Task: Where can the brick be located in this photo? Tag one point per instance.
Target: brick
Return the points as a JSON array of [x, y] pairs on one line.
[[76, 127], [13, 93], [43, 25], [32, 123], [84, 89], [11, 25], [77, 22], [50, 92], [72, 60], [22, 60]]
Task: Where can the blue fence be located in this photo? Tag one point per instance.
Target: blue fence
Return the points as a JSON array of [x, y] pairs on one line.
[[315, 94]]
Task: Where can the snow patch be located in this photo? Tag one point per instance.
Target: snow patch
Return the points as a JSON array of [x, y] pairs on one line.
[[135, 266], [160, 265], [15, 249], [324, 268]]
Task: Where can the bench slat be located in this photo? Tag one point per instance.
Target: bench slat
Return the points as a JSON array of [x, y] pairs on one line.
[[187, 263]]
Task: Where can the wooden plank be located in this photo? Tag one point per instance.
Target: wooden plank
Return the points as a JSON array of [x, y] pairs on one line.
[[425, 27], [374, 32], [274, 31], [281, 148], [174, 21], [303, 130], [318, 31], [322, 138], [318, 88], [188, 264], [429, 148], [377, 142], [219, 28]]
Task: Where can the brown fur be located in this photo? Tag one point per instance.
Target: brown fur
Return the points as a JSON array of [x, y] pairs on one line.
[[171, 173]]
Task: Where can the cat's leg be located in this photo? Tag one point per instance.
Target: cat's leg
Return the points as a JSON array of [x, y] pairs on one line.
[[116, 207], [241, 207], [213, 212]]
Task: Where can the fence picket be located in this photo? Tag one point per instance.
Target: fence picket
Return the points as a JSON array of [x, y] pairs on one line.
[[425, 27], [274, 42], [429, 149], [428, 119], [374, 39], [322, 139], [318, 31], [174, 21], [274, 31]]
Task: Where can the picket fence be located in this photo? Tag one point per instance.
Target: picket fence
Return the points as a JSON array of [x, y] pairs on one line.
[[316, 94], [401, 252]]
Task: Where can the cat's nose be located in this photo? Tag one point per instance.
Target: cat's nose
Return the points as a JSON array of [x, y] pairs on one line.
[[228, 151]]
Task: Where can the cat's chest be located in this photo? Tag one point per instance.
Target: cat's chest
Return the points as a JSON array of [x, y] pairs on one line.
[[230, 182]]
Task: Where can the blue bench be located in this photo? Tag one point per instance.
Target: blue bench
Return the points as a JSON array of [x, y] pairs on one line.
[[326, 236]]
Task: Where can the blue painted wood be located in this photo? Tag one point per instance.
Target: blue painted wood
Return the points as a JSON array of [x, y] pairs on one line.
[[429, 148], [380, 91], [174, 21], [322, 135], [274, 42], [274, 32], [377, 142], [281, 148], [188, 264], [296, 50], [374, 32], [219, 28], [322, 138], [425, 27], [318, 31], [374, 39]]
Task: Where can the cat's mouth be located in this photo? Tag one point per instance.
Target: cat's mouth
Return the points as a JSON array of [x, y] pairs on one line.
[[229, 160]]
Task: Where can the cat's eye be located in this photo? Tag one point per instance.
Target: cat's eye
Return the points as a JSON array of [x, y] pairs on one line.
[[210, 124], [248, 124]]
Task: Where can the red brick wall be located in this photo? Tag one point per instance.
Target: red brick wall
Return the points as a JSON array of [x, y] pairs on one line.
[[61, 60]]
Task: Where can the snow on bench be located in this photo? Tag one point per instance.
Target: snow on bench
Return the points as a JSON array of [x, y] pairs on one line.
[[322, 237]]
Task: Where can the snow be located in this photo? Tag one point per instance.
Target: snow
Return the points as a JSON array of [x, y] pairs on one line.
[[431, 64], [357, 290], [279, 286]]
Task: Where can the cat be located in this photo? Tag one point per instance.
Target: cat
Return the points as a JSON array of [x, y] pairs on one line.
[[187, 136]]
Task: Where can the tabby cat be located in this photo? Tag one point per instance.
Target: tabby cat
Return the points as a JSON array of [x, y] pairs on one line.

• _Goal of the exercise_
Count the lines of the records that include the word "mouth". Give the number by itself.

• _Task response_
2